(Teks Sumber):
= = =
Dalam laporan yang dirilis oleh Deep Knowledge Group, Indonesia diketahui berada pada posisi 97 dari 100 negara teraman di dunia dari virus Corona (Covid-19). Lantas, dengan berbagai upaya yang telah dilakukan oleh pemerintah, mengapa Indonesia berada di posisi buncit dalam daftar tersebut?
PinterPolitik.com
Sejak pertama kali konsep negara mulai ditemukan oleh umat manusia, jaminan atas keamanan menjadi suatu keharusan yang mesti dijamin sebagai kompensasi atas penyerahan kebebasan warga negara. Atas pemahaman tersebut, setiap ketidakmampuan negara dalam menghadirkan rasa aman selalu menjadi celah kritik yang berdengung di sekat-sekat diskursus publik.
= = =
(Data Hasil Ekstraksi):
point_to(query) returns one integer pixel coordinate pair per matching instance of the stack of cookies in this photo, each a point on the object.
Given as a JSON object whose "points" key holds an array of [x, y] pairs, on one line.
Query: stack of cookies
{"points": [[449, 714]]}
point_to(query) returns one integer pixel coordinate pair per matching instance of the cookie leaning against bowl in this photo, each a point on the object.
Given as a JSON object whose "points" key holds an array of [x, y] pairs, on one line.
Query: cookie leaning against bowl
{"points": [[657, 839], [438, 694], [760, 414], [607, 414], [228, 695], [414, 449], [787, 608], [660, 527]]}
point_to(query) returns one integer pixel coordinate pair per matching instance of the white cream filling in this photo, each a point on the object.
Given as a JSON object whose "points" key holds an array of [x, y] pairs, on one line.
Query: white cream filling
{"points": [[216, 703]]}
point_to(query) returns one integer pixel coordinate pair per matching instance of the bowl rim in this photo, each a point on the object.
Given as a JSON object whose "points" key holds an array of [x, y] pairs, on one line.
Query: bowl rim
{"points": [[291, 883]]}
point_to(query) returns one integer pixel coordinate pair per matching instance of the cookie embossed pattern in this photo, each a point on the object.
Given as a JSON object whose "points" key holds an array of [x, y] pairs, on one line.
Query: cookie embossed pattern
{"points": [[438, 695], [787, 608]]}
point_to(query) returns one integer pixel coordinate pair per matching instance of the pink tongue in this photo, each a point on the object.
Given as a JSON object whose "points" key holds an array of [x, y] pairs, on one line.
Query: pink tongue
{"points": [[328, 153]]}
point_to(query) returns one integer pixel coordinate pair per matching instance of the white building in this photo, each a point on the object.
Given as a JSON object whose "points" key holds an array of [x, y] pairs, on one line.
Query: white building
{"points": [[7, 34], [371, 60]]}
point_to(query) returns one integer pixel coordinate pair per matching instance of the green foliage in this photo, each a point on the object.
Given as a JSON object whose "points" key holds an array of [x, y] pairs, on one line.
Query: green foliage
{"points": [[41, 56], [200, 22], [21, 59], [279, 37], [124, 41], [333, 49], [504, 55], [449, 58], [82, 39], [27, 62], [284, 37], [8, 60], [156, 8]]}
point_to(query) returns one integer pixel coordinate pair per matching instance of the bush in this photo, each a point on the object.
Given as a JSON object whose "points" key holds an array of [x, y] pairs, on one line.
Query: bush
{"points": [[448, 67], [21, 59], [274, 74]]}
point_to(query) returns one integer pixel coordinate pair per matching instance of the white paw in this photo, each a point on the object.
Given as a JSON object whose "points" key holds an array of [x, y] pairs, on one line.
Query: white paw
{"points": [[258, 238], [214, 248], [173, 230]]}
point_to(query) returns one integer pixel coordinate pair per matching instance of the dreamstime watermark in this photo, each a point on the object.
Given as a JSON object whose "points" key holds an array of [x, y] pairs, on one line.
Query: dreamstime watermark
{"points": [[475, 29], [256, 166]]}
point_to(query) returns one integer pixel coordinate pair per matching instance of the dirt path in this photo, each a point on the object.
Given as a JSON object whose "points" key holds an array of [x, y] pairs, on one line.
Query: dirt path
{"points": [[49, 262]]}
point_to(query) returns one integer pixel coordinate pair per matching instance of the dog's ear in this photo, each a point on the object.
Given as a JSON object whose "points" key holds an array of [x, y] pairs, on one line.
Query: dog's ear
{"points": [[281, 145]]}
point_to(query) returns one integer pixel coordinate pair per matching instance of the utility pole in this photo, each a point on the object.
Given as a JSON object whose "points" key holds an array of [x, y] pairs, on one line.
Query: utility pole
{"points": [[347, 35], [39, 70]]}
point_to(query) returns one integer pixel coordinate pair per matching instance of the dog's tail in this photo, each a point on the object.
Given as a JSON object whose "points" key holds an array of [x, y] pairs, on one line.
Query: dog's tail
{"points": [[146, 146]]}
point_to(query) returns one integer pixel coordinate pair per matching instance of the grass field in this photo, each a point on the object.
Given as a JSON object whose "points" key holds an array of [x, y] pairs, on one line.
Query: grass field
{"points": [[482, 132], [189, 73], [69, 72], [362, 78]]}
= = =
(Tugas): Lanjutkan tulisan mengenai peringkat Indonesia dalam daftar negara teraman dari Covid-19, dimulai tepat setelah kalimat terakhirnya.

(Jawaban Tugas):
Kini, kritik tua ini kembali mengemuka di Indonesia karena negara dinilai tidak mampu menghadirkan rasa aman yang mencukupi terkait pandemi virus Corona (Covid-19) yang tengah menggerogoti sejak awal Maret lalu. Terlebih lagi, dengan adanya rilis dari Deep Knowledge Group yang menempatkan Indonesia pada posisi 97 dari 100 negara teraman di dunia dari Covid-19, kritik tersebut semakin keras menggema dan terasa.
Ini misalnya terlihat jelas dengan cuitan “Indonesia Urutan 97” menjadi trending di Twitter setelah rilis tersebut menyebar luas di tanah air. Tidak hanya itu, rilis ini juga seolah kontradiktif dengan klaim juru bicara (jubir) presiden Fadjroel Rachman sebelumnya, yang menyebutkan bahwa pemerintah telah menunjukkan kinerja yang baik dalam merespon pandemi Covid-19.
Pakar Epidemiologi Universitas Indonesia (UI) Pandu Riono bahkan menyebutkan bahwa peringkat tersebut merupakan hal yang wajar bagi Indonesia menimbang pada respon pemerintah yang terkesan tidak serius dalam menanggulangi pandemi Covid-19.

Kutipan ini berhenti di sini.